___ Input rows
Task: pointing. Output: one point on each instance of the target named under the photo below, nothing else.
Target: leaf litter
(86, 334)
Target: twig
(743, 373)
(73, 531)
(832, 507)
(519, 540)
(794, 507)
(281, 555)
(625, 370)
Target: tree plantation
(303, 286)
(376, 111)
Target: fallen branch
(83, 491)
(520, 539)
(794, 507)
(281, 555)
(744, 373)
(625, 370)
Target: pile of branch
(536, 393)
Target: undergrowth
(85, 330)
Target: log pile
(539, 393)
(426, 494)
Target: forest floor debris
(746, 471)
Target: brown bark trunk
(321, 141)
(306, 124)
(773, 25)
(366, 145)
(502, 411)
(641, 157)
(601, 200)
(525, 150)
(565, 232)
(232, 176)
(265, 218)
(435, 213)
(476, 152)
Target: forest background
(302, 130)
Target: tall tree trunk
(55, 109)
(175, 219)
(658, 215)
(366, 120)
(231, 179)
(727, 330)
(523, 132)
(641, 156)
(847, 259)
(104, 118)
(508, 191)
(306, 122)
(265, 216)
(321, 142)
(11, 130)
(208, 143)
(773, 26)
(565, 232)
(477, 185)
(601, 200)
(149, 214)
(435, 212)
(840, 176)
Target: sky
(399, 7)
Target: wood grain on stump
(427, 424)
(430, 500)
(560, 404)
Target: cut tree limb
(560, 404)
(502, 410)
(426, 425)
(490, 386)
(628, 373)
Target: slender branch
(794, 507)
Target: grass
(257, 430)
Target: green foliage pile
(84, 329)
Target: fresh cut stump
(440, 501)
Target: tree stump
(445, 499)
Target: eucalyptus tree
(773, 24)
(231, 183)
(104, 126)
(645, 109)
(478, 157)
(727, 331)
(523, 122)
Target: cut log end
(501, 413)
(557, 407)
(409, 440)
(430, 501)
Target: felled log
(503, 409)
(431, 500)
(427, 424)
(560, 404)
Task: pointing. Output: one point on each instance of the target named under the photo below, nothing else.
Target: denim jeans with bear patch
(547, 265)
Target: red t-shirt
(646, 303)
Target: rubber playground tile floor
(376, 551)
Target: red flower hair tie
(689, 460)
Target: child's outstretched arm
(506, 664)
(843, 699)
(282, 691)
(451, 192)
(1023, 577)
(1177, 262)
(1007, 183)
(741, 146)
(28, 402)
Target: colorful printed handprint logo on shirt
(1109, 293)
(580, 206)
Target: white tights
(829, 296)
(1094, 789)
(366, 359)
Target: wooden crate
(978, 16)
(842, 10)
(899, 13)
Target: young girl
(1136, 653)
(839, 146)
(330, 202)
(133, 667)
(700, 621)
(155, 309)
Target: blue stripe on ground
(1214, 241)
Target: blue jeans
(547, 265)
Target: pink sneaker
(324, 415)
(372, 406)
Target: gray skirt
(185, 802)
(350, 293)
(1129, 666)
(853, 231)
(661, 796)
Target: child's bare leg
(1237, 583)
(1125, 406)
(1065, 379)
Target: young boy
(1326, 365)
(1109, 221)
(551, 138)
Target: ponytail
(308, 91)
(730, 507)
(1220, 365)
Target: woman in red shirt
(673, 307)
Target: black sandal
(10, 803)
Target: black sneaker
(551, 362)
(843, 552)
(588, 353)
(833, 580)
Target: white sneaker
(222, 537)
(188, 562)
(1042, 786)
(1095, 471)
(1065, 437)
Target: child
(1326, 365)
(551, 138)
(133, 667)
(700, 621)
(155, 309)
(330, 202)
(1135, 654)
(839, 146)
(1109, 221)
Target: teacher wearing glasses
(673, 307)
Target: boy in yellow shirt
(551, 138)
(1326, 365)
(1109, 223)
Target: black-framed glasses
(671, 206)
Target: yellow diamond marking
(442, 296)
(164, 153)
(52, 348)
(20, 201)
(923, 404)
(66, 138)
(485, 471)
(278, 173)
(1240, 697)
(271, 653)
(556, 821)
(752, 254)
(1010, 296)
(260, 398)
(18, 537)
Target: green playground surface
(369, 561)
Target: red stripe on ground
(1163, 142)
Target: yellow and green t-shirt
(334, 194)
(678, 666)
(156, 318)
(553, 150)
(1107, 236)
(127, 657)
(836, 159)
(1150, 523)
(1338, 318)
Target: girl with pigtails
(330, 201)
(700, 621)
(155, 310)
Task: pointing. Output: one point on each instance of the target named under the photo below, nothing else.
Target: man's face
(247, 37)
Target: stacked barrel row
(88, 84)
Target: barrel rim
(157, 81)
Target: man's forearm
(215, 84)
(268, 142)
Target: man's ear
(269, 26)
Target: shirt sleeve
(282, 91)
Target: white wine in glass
______
Required work:
Repeat all of the data above with every "pointing" changed to "marking", leaving everything else untouched.

Exercise output:
Task: marking. Output: one point on each instance of the target named under the photo below, nothing else.
Target: leaf litter
(86, 334)
Target: twig
(743, 373)
(73, 531)
(832, 507)
(519, 540)
(794, 507)
(281, 555)
(625, 370)
Target: tree plantation
(303, 286)
(376, 111)
Target: fallen branch
(83, 491)
(520, 539)
(794, 507)
(281, 555)
(744, 373)
(625, 370)
Target: pile of branch
(536, 393)
Target: undergrowth
(85, 330)
Target: log pile
(539, 393)
(426, 494)
Target: forest floor debris
(746, 471)
Target: brown bark trunk
(321, 141)
(306, 124)
(773, 25)
(366, 145)
(502, 411)
(641, 157)
(601, 200)
(525, 150)
(565, 232)
(232, 176)
(265, 218)
(435, 213)
(476, 152)
Target: forest background
(302, 130)
Target: tall tree trunk
(55, 109)
(175, 219)
(658, 215)
(366, 120)
(231, 179)
(727, 330)
(523, 132)
(641, 156)
(847, 259)
(104, 118)
(508, 191)
(306, 122)
(265, 216)
(321, 142)
(11, 130)
(208, 143)
(773, 26)
(565, 232)
(477, 185)
(601, 200)
(149, 214)
(435, 212)
(840, 176)
Target: sky
(399, 7)
Target: wood grain on stump
(427, 424)
(430, 500)
(560, 404)
Target: cut tree limb
(560, 404)
(502, 410)
(426, 425)
(490, 386)
(628, 373)
Target: slender branch
(794, 507)
Target: grass
(257, 430)
Target: green foliage pile
(84, 329)
Target: fresh cut stump
(440, 501)
Target: tree stump
(445, 499)
Target: eucalyptus tree
(773, 24)
(231, 183)
(104, 126)
(645, 109)
(478, 157)
(727, 331)
(523, 122)
Target: cut log end
(501, 413)
(557, 407)
(409, 440)
(430, 501)
Target: felled log
(503, 409)
(431, 500)
(427, 424)
(560, 404)
Task: marking. Output: one point on each instance of the target named under the photo below, nothing else.
Target: denim jeans with bear patch
(547, 265)
Target: red t-shirt
(646, 303)
Target: rubber playground tile floor
(376, 551)
Target: red flower hair tie
(689, 460)
Target: child's outstretched arm
(506, 664)
(843, 699)
(282, 691)
(451, 192)
(1023, 577)
(1177, 262)
(1007, 183)
(741, 146)
(28, 402)
Target: colorful printed handprint logo on shirt
(1109, 293)
(580, 206)
Target: white tights
(829, 296)
(1094, 789)
(366, 359)
Target: wooden crate
(978, 16)
(842, 10)
(899, 13)
Target: young girl
(1136, 653)
(839, 146)
(330, 202)
(133, 667)
(700, 621)
(155, 309)
Target: blue stripe on ground
(1214, 241)
Target: blue jeans
(547, 265)
Target: pink sneaker
(324, 415)
(372, 406)
Target: gray skirt
(185, 802)
(350, 293)
(1129, 666)
(853, 231)
(661, 796)
Target: child's bare leg
(1237, 583)
(1125, 406)
(1065, 379)
Target: young boy
(1326, 365)
(1109, 221)
(551, 138)
Target: ponytail
(308, 91)
(730, 507)
(1220, 365)
Target: woman in red shirt
(673, 307)
Target: black sandal
(10, 803)
Target: black sneaker
(551, 362)
(843, 552)
(588, 353)
(833, 580)
Target: white sneaker
(222, 537)
(188, 562)
(1042, 786)
(1095, 471)
(1065, 437)
Target: child
(1326, 365)
(551, 138)
(133, 667)
(700, 621)
(155, 309)
(330, 202)
(1135, 654)
(839, 146)
(1109, 221)
Target: teacher wearing glasses
(673, 307)
Target: boy in yellow shirt
(551, 138)
(1326, 365)
(1109, 223)
Target: black-framed glasses
(671, 206)
Target: yellow diamond marking
(442, 296)
(164, 153)
(52, 348)
(20, 201)
(923, 404)
(66, 138)
(485, 471)
(278, 173)
(1240, 697)
(271, 653)
(556, 821)
(752, 254)
(1010, 296)
(260, 398)
(18, 537)
Target: green playground surface
(369, 561)
Target: red stripe on ground
(1163, 142)
Target: yellow and green t-shirt
(334, 194)
(678, 666)
(156, 318)
(553, 150)
(1107, 236)
(127, 657)
(836, 159)
(1150, 523)
(1338, 318)
Target: girl with pigtails
(330, 201)
(700, 621)
(155, 310)
Task: marking. Output: one point on each instance of the target named under the photo below, nothing else.
Target: man's face
(247, 37)
Target: stacked barrel row
(88, 84)
Target: barrel rim
(157, 81)
Target: man's forearm
(215, 84)
(268, 142)
Target: man's ear
(269, 26)
Target: shirt sleeve
(282, 91)
Target: white wine in glass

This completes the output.